RECORDS SHOWN Start Marker

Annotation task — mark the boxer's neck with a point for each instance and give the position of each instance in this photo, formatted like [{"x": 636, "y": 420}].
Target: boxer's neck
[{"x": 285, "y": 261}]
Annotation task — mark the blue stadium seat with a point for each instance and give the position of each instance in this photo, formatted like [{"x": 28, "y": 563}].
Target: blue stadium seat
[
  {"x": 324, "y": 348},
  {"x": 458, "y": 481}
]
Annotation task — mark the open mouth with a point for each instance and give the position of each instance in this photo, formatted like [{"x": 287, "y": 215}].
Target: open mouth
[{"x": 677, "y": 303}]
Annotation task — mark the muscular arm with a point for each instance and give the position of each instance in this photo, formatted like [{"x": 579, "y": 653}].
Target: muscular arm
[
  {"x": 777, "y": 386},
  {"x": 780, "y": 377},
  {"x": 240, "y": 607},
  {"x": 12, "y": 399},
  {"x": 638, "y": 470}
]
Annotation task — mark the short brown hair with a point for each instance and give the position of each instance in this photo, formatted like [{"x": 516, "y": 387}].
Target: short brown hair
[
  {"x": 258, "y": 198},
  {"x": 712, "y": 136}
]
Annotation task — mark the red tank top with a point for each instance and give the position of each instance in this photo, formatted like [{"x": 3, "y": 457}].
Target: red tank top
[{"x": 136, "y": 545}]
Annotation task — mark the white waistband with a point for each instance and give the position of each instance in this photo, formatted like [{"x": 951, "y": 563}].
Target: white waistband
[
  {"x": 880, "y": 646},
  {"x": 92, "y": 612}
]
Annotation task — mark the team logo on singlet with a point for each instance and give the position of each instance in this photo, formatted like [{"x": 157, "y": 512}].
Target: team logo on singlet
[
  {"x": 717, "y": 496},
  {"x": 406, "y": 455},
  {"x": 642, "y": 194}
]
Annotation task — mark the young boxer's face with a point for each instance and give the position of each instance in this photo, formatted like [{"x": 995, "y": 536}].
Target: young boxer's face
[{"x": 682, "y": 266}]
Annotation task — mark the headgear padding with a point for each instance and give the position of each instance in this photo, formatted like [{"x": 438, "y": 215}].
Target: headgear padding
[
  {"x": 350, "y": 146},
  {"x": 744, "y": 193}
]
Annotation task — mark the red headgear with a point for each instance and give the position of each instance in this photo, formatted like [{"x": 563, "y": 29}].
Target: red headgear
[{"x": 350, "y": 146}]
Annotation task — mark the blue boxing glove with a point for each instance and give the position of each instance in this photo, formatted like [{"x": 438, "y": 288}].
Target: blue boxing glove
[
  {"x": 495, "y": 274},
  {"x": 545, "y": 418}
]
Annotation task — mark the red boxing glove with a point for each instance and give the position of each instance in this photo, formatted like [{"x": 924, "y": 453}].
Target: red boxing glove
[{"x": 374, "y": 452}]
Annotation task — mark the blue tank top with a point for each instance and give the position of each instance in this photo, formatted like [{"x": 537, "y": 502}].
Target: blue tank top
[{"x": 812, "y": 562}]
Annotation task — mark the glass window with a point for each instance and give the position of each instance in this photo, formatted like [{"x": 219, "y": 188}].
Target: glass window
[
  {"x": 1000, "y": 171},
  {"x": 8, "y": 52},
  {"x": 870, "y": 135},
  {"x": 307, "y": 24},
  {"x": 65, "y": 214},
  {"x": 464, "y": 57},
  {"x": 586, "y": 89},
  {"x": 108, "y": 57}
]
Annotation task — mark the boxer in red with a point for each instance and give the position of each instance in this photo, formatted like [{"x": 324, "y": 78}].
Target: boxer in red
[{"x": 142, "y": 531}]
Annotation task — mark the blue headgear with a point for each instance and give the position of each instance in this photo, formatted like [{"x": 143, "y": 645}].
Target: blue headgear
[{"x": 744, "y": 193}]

RECORDS SHOWN End Marker

§ REQUIRED ACTION
Return a word-for-word copy of the lines above from the one holding "Target: open mouth" through the one holding "Annotation task — mark the young", with both of them included and nothing besides.

§ EXERCISE ANSWER
Target: open mouth
[{"x": 677, "y": 303}]
Annotation task — mark the muscular arm with a point for each instance and give the position of each instance in this photo, formatted like [{"x": 579, "y": 653}].
Target: muscular arm
[
  {"x": 777, "y": 386},
  {"x": 780, "y": 377},
  {"x": 240, "y": 607},
  {"x": 12, "y": 399},
  {"x": 638, "y": 470}
]
Annotation task — mark the short brown hair with a point for each instance and give the position of each instance in this photo, formatted like [{"x": 516, "y": 387}].
Target: short brown hair
[
  {"x": 258, "y": 198},
  {"x": 712, "y": 136}
]
Annotation task — mark the red tank top with a point for each instance and give the position of each instance in this photo, formatted like [{"x": 3, "y": 457}].
Target: red tank top
[{"x": 136, "y": 545}]
Annotation task — mark the white waistband with a point for each instance and give the position of each instance in this photo, formatted like [{"x": 951, "y": 563}].
Target: white waistband
[
  {"x": 880, "y": 646},
  {"x": 92, "y": 612}
]
Annotation task — mark the team logo on singlet with a point for each instance and give the position of each instance in this photo, formatted like [{"x": 157, "y": 512}].
Target: team logo on singlet
[
  {"x": 717, "y": 496},
  {"x": 406, "y": 455},
  {"x": 642, "y": 194}
]
Annotation task — mark the young boxer's face with a point for each instance and give the position of each instance in this photo, formatted like [{"x": 995, "y": 536}].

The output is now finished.